== Problem to solve ==
In the passage on prison phone rates, what per-minute cap would the Martha Wright Prison Phone Justice Act place on collect calls?

== Source passage ==
┌──
What’s more, prison phone services have sought federal aid throughout the pandemic. Just five days after announcing their initiative to help families, Securus filed an emergency petition requesting the FCC waive inmate calling service providers from their obligation to contribute the required 20 percent of their revenue from interstate and international prison calls into the FCC’s Universal Service Fund, a fund that provides vital programs to keep rural and low-income communities—schools, libraries and health care providers—digitally connected. Fortunately, they lost this round. More than 60 public interest organizations petitioned against their request, and in July, the FCC denied it, saying it undermined the mission of the USF, was not in the best interest of the public, and would not be competitively and technologically neutral.

A Good Start

Under pressure from families and advocates of people in prison, Congress has been weighing legislation that would be a good first step in addressing the problem. In March, following on the work of Sen. Tammy Duckworth (D-Ill.), Rep Bobby Rush (D-Ill.) introduced the Martha Wright Prison Phone Justice Act, which was included in the nearly $3.5 trillion HEROES Act that the House passed in May but remains stalled in the Senate. The bill would reverse the D.C. Court of Appeals ruling and reinstate the FCC’s authority to regulate all prison and jail phone call rates. It would also cap intrastate and interstate calls at 4 cents per minute for debit prepaid calling and 5 cents per minute for collect calling, and it would ban commissions.

While Republicans and Democrats on the Hill seem sharply at odds in coronavirus relief negotiations, on this not only economic but criminal justice issue, there’s at least some bipartisan agreement in Washington. On Aug. 6, 2020, Trump-appointed FCC Commissioner Ajit Pai announced a Notice of Proposed Rulemaking to further cap rates for interstate calls, which would lower prison call rates by up to 44 percent. The goal, Pai wrote, was “to do what we can do as a matter of law and what we should do as a matter of justice.” He called on state government to cap intrastate call prices, which the FCC lacks authority to change. In addition, commissioners will vote to cap ancillary service charges.
└──
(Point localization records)
┌──
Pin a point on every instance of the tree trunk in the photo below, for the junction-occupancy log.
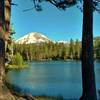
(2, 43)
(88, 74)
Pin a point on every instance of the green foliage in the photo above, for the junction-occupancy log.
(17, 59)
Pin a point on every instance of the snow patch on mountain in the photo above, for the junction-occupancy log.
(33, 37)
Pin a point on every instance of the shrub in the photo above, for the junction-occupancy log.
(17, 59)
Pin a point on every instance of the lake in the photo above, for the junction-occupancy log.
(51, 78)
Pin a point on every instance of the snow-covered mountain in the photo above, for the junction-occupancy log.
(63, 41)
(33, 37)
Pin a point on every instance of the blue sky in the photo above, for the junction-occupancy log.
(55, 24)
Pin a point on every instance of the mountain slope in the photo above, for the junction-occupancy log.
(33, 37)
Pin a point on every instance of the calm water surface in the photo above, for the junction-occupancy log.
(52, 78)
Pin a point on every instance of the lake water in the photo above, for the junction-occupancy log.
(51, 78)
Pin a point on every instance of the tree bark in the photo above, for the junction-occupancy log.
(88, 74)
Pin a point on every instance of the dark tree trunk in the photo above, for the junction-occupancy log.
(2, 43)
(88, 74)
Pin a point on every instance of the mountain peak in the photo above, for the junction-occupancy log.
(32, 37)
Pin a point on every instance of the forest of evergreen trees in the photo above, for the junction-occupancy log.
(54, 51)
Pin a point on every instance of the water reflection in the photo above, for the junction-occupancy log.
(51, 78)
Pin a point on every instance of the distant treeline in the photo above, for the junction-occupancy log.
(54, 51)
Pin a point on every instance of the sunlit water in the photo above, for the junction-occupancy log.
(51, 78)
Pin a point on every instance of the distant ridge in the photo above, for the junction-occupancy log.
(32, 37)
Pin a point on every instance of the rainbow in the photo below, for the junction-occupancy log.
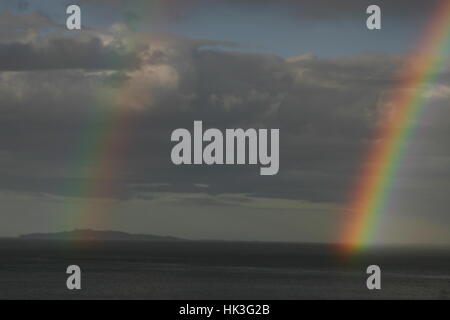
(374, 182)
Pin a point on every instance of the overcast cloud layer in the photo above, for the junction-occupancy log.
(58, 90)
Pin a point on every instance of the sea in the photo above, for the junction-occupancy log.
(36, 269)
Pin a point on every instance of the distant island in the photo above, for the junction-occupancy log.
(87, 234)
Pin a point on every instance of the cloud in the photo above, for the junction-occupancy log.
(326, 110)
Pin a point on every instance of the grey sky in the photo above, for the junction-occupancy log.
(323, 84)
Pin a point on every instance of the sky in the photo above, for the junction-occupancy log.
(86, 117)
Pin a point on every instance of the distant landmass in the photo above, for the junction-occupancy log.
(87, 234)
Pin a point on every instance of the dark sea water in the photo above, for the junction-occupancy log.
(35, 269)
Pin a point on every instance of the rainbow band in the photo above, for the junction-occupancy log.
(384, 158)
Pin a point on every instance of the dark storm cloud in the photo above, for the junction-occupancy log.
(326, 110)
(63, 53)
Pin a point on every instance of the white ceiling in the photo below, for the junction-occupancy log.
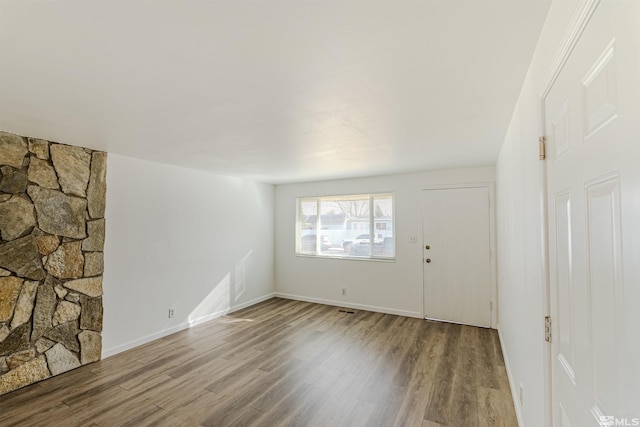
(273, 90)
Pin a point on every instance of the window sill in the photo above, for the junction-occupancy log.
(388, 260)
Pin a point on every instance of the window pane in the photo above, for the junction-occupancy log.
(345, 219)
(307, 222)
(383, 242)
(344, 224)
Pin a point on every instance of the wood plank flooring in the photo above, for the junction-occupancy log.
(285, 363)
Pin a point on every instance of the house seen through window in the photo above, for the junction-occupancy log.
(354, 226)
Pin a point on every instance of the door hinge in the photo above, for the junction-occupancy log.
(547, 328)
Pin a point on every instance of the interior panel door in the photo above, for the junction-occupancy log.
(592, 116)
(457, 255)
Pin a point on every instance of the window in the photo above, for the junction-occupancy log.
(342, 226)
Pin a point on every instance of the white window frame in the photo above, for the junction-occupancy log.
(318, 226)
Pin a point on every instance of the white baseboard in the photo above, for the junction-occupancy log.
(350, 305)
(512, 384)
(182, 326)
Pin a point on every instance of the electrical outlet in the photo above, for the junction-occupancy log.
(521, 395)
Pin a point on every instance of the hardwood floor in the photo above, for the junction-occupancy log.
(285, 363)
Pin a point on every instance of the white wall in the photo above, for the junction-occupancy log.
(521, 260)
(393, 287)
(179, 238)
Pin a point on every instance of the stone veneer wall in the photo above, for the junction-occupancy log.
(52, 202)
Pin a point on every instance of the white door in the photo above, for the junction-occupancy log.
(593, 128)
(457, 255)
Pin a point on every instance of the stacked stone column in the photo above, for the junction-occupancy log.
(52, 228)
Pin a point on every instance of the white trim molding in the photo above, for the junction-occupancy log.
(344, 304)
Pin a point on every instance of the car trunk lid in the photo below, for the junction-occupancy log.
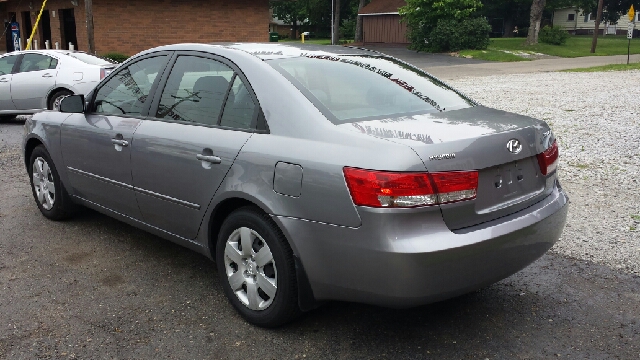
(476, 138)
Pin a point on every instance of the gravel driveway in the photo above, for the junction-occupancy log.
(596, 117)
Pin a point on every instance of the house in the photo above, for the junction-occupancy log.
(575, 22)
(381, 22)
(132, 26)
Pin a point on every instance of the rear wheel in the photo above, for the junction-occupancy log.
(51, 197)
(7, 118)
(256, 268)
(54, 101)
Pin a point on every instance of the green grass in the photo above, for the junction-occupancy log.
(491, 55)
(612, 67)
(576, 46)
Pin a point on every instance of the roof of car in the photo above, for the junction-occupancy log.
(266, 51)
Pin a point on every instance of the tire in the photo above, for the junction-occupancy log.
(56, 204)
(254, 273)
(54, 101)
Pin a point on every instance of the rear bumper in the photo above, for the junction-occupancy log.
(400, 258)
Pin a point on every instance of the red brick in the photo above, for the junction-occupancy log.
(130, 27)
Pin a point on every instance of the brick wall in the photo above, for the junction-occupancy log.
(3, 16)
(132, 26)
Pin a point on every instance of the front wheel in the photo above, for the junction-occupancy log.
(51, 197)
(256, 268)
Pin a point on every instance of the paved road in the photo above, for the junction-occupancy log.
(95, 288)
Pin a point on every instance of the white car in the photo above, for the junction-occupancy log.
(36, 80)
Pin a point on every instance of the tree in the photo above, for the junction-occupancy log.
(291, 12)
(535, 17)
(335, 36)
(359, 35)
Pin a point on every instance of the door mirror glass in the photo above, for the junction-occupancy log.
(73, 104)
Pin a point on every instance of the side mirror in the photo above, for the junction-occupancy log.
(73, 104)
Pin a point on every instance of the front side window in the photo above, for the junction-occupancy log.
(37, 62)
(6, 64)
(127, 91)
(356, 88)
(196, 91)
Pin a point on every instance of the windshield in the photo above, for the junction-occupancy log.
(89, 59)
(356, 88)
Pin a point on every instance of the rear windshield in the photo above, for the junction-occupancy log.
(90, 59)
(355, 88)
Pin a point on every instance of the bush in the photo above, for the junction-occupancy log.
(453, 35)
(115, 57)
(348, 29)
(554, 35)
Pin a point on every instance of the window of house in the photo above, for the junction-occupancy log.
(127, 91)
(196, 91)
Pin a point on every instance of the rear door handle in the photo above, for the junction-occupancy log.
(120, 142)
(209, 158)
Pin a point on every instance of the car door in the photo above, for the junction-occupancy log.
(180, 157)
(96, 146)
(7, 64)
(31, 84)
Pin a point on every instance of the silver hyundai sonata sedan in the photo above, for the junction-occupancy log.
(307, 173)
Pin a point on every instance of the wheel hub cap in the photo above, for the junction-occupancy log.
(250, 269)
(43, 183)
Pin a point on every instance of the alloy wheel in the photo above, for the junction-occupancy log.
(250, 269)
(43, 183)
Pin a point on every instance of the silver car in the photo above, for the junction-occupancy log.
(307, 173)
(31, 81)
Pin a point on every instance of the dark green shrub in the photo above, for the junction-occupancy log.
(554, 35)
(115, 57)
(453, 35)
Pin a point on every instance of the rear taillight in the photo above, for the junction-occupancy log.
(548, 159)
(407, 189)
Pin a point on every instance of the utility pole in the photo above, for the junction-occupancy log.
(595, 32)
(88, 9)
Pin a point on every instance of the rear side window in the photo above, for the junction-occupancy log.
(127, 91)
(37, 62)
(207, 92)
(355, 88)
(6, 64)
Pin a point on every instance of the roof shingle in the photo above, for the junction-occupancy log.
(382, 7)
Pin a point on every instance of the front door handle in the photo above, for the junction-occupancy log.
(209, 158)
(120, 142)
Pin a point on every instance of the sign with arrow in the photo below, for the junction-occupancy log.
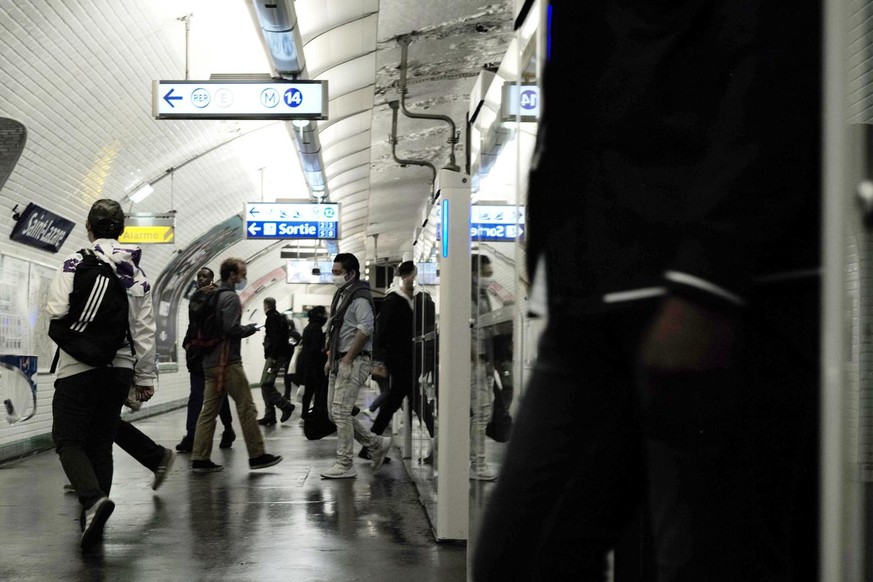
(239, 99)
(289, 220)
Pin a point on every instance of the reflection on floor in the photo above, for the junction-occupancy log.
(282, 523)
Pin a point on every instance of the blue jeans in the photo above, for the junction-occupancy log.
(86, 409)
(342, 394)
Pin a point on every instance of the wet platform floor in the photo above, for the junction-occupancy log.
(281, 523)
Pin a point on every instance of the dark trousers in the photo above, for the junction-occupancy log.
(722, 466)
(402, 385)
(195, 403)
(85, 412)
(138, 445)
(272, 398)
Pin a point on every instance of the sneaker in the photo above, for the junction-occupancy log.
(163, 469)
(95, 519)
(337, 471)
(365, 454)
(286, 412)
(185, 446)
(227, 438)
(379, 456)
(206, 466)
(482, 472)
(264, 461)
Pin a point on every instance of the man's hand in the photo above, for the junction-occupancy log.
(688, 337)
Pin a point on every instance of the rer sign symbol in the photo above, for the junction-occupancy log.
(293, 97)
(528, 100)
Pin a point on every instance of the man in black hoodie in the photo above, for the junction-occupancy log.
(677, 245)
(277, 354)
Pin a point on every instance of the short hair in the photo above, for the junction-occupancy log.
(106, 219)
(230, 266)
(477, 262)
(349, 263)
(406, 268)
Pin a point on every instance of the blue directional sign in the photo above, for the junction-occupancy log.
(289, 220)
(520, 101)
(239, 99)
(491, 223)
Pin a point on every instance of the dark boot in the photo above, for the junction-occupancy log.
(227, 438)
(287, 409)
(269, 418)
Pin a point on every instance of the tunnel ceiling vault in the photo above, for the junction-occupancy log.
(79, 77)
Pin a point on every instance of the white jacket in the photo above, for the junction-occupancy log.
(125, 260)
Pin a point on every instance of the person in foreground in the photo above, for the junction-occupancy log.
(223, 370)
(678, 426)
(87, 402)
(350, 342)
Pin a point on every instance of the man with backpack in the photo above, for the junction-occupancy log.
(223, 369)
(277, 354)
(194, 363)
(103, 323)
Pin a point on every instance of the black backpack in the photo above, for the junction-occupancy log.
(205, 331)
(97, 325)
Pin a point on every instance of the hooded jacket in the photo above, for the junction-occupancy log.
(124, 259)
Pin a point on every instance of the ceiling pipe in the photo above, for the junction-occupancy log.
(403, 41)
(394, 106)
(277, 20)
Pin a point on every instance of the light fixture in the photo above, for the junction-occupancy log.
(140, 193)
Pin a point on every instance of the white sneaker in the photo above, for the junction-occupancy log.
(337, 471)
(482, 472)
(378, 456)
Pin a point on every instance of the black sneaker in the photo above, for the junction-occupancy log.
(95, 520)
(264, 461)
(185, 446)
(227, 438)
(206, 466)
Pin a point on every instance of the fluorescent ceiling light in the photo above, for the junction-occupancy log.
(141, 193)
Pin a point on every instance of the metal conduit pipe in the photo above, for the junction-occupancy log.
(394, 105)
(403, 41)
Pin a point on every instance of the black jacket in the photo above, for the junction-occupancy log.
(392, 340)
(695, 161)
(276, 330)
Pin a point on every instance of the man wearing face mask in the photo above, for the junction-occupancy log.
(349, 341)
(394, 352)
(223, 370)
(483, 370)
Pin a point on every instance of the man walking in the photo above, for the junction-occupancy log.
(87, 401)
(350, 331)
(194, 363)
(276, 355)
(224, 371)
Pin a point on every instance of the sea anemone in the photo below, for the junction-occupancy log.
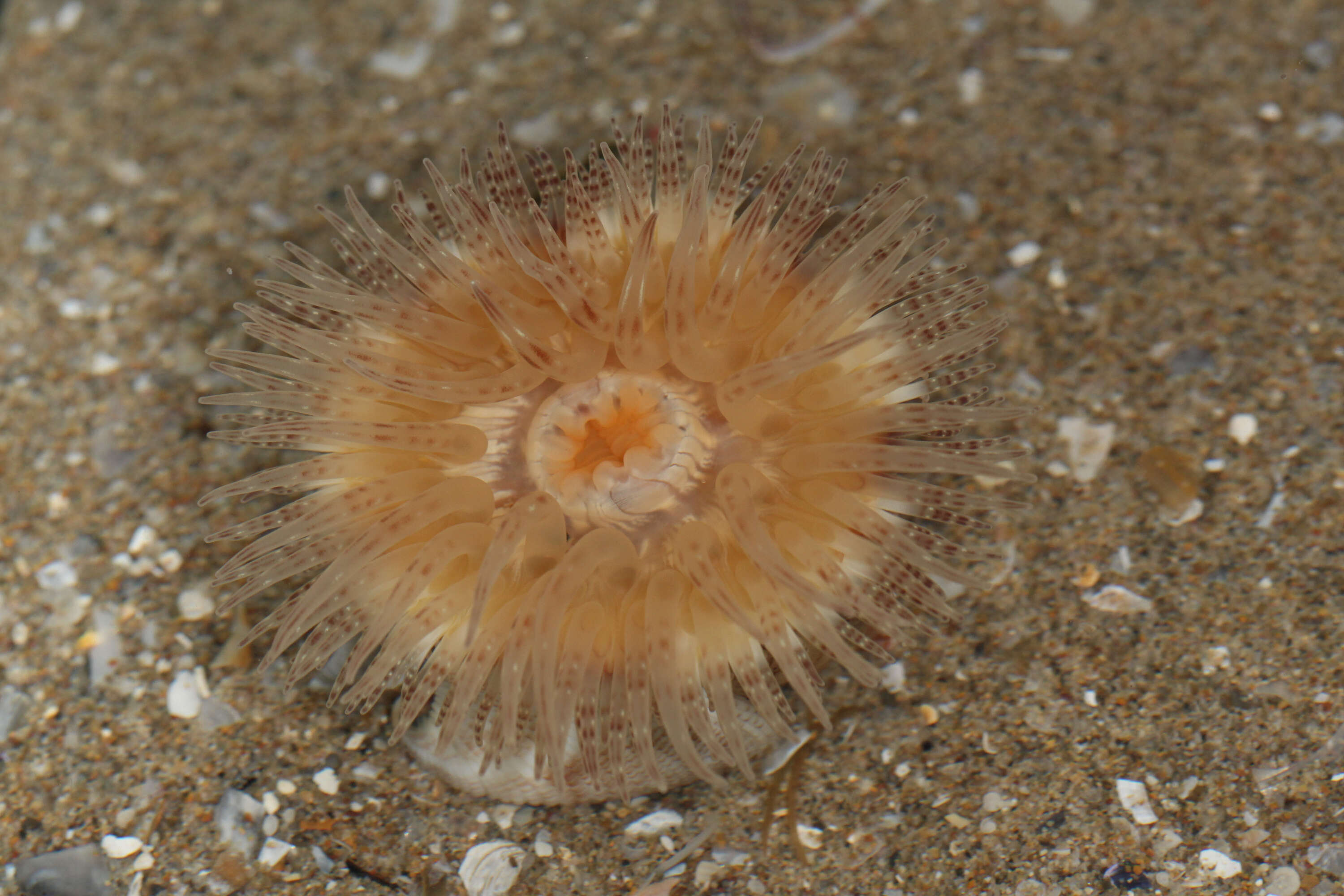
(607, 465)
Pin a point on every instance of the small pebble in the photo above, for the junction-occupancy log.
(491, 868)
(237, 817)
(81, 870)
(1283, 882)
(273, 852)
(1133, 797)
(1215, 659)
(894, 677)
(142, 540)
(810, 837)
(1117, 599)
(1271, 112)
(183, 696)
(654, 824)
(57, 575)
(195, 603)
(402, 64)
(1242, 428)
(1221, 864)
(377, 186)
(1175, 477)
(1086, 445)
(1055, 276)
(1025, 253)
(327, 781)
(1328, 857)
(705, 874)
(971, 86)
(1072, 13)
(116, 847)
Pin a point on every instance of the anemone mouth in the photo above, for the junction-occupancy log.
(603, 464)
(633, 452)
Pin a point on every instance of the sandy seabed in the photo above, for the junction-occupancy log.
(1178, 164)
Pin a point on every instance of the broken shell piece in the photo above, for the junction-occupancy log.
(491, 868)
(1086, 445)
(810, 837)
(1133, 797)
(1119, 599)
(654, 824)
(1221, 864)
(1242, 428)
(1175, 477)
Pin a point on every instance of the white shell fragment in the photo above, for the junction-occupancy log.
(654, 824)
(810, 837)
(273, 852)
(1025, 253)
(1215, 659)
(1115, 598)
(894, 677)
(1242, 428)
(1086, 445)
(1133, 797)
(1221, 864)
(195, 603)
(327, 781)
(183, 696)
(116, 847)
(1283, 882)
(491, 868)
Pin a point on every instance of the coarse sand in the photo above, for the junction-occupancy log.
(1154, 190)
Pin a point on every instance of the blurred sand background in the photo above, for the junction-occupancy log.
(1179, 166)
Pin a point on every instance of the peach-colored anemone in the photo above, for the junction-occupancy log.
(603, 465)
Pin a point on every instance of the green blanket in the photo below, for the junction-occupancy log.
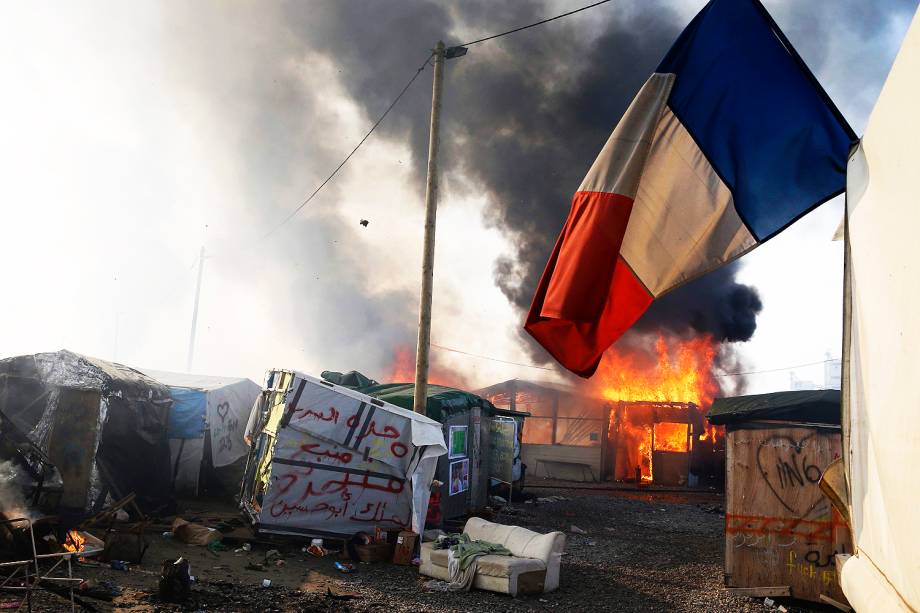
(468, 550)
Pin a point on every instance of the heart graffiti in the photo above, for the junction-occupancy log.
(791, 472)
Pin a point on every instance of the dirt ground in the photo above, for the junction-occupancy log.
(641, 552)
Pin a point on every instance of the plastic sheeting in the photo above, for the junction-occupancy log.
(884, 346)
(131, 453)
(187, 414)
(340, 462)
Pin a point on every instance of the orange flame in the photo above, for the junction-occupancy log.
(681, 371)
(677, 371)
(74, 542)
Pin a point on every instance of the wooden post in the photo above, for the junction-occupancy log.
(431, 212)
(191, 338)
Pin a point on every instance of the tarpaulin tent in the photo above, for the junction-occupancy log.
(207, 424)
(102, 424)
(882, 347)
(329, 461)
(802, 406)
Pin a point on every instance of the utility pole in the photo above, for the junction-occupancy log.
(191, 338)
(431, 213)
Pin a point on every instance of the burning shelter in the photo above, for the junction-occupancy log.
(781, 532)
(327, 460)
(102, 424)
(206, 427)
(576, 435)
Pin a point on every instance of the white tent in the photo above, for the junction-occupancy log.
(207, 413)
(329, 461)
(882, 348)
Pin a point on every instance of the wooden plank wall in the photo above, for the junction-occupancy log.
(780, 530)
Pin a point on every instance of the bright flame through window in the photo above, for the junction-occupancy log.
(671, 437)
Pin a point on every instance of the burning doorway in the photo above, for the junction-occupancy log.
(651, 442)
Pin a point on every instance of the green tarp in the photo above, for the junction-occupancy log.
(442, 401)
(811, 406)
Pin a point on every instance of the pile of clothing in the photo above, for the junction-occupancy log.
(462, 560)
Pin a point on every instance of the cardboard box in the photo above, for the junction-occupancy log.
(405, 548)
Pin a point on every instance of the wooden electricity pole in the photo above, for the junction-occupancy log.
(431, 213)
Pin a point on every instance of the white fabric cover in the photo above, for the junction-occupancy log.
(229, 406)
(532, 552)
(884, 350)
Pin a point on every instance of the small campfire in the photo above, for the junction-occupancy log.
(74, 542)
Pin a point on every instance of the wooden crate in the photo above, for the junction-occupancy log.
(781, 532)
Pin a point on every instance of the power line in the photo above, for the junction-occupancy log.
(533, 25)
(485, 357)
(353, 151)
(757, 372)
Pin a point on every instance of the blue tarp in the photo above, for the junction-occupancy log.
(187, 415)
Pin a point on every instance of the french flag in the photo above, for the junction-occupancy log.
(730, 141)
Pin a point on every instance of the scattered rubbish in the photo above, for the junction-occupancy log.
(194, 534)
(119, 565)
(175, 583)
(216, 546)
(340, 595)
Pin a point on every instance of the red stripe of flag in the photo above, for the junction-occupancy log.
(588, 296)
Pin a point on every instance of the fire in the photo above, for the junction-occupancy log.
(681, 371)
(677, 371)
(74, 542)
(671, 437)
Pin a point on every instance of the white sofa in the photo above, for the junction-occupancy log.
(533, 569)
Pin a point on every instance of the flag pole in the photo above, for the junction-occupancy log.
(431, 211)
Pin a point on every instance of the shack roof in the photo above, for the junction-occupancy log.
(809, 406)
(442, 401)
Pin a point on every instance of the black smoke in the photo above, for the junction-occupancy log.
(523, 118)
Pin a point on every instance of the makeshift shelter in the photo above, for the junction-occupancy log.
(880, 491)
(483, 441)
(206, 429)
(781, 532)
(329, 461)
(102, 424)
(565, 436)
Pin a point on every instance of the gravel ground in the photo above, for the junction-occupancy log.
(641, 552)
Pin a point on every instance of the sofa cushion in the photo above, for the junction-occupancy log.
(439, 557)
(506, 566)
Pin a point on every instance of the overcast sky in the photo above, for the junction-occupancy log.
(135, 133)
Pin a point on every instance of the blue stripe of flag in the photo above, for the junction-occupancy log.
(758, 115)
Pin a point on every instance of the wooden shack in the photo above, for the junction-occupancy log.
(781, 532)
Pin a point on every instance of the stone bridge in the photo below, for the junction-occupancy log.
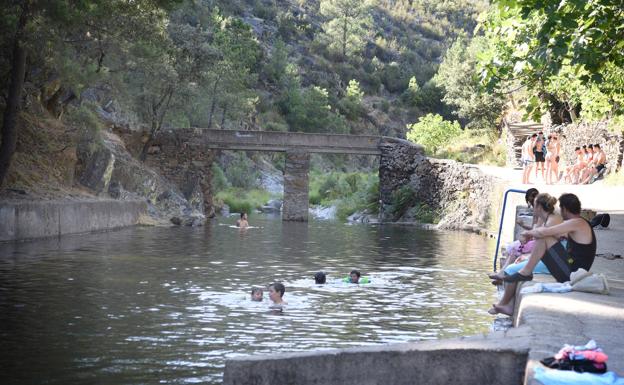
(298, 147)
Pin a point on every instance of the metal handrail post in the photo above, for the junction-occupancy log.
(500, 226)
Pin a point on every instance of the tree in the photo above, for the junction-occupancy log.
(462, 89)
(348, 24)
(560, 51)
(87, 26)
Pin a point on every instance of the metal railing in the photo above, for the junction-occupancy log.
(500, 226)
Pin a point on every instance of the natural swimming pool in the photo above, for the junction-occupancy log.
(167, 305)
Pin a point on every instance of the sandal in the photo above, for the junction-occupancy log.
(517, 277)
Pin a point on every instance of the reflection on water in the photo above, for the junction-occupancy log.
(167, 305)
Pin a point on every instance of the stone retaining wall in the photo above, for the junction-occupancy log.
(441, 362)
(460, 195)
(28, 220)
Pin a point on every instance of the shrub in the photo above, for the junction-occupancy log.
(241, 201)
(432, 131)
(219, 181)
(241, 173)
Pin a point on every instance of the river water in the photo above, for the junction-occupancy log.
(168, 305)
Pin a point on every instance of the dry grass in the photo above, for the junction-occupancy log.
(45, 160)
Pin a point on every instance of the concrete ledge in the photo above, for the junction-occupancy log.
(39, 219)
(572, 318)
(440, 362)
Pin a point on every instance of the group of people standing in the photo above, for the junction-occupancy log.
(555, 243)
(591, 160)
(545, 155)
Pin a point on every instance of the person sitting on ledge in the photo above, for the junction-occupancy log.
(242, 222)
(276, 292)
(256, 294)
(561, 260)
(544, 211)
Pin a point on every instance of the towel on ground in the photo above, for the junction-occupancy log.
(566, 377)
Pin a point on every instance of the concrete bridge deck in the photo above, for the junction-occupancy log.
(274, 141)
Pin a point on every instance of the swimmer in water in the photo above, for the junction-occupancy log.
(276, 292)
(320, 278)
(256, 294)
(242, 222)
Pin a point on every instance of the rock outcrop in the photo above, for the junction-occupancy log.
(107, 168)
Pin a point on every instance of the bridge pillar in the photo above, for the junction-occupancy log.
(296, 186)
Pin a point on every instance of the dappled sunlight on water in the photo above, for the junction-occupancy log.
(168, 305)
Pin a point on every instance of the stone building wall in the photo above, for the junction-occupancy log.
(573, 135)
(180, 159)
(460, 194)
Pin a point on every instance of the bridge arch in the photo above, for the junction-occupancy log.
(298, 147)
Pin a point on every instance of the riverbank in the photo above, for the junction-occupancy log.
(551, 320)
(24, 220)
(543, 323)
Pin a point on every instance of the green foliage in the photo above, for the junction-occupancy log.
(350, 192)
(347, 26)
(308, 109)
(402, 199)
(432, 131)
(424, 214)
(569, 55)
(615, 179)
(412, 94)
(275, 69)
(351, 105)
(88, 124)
└──
== Result for this exercise ==
5 cents per minute.